» **TASKS AND EXERCISES**:
• a. According to the car buying guide, what is the braked towing capacity of the e-Power version?
• b. Write out the car buying guide word for word, from "- Avoid: 1.3" up to and including "RAV4 HEV (~€33,500).".

- Best buy: e-Power N-Connecta — best value mix of equipment, tech and EV-like driving feel.
- Avoid: 1.3 mild hybrid manual — feels old-fashioned next to e-Power; only ~€5k cheaper but meaningfully worse drive.
- Buy 2025+ if buying new or recent used: the mid-life update fixed motorway efficiency (5.5 L/100 km motorway vs pre-2025 6.5–8 L/100 km).
- 5-year total cost: ~€31,500 (e-Power) — competitive with Tucson HEV (~€32,800) and slightly under RAV4 HEV (~€33,500).
- Killer feature: e-Power gives EV-like instant acceleration without a plug. Built in Sunderland UK — parts/availability advantage over Korean rivals.
At a glance — April 2026
| Item | Detail |
|---|---|
| New price (Ireland) | From €39,900 (1.3 mild hybrid manual) to ~€53,000 (e-Power Tekna+); e-Power from ~€45,000 |
| Used (3 years old) | ~€22,000–€32,000 |
| Motor tax — e-Power | €190/year (CO₂ 102–123 g/km depending on model year, Band B) |
| Motor tax — 1.3 mild hybrid | ~€220/year (CO₂ ~140 g/km, Band C2) |
| Insurance bracket | Group 17–25 |
| Real-world fuel — e-Power post-2025 | 5.4 L/100 km claim · 5.5–6.5 observed |
| Real-world fuel — e-Power pre-2025 | ~6.5–8.0 on motorway (motorway efficiency disappointing) |
| Real-world fuel — 1.3 DIG-T 158 auto | ~6.4 L/100 km |
| Boot | 504 L |
| Euro NCAP | 5 stars (2021), 91% adult / child protection scores |
| Production | 3rd gen (J12) since 2021, mid-life facelift 2025; built Sunderland, England |
Full specs — every drivetrain
Performance
| Variant | Power | Torque | 0–100 km/h | Top speed | Drive |
|---|---|---|---|---|---|
| 1.3 DIG-T 140 (manual) | 140 hp / 103 kW | 240 Nm | ~10.5 s | 197 km/h | FWD, 6-spd manual |
| 1.3 DIG-T 158 (auto) | 158 hp / 116 kW | 270 Nm | ~9.2 s | 206 km/h | FWD, Xtronic CVT |
| e-Power (post-2025) | 205 hp combined | 330 Nm | ~7.9 s | 200 km/h | FWD, single-speed direct drive (no gearbox) |
Dimensions & capacities
| Item | Figure |
|---|---|
| Length | 4,425 mm |
| Width (excl. mirrors) | 1,835 mm |
| Height | 1,625 mm |
| Wheelbase | 2,665 mm |
| Ground clearance | ~190 mm |
| Drag coefficient (Cd) | ~0.32 |
| Kerb weight (1.3 mild hybrid) | 1,400–1,500 kg |
| Kerb weight (e-Power) | 1,640–1,700 kg |
| Boot (rear seats up) | 504 L |
| Boot (rear seats folded) | ~1,440 L |
| Towing — 1.3 mild hybrid (braked) | 1,500 kg |
| Towing — e-Power (braked) | 750 kg |
| Fuel tank | 55 L |
| e-Power traction battery | 2.1 kWh lithium-ion (small buffer, never charged externally) |
| e-Power generator engine | 1.5 L turbo 3-cyl (post-2025: 42% more thermally efficient) |
| e-Power drive motor | Electric motor, 105 kW / 205 hp combined output |
| Standard wheels | 17" / 18" / 19" Tekna+ / 20" some special editions |
Emissions & efficiency (WLTP combined)

» **DATA SHOWN**:
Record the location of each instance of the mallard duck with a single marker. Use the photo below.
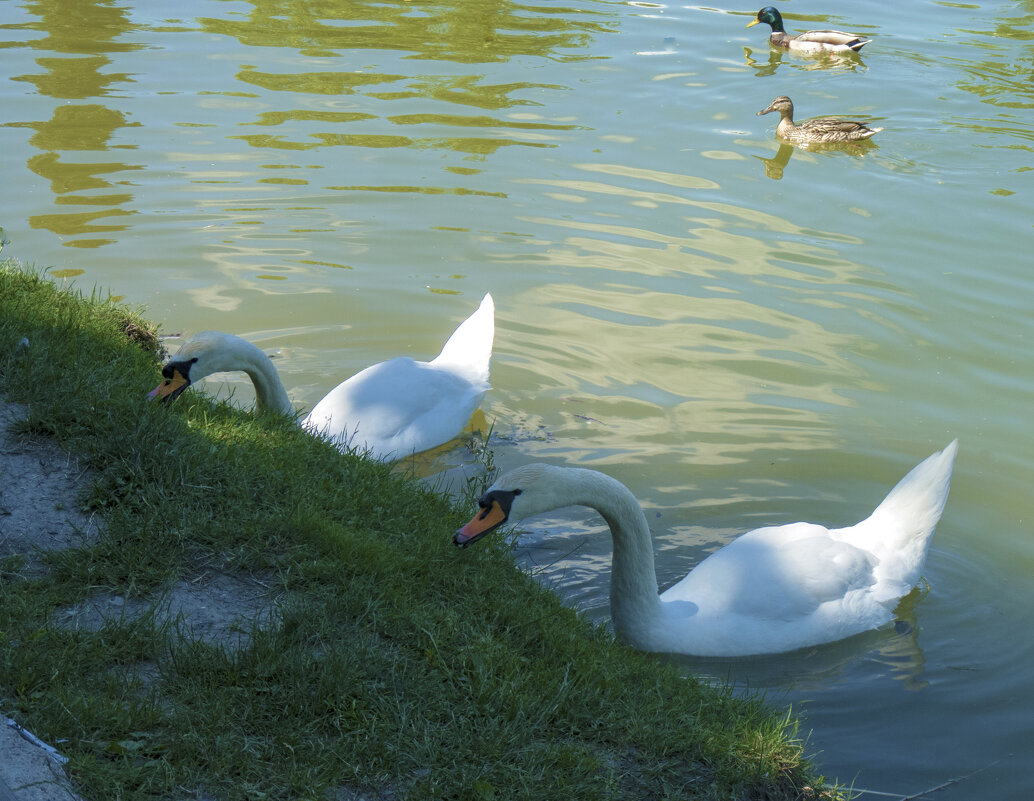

» **PER-TASK OUTPUTS**:
• a. 750 kg

• b.
- Avoid: 1.3 mild hybrid manual — feels old-fashioned next to e-Power; only ~€5k cheaper but meaningfully worse drive.
- Buy 2025+ if buying new or recent used: the mid-life update fixed motorway efficiency (5.5 L/100 km motorway vs pre-2025 6.5–8 L/100 km).
- 5-year total cost: ~€31,500 (e-Power) — competitive with Tucson HEV (~€32,800) and slightly under RAV4 HEV (~€33,500).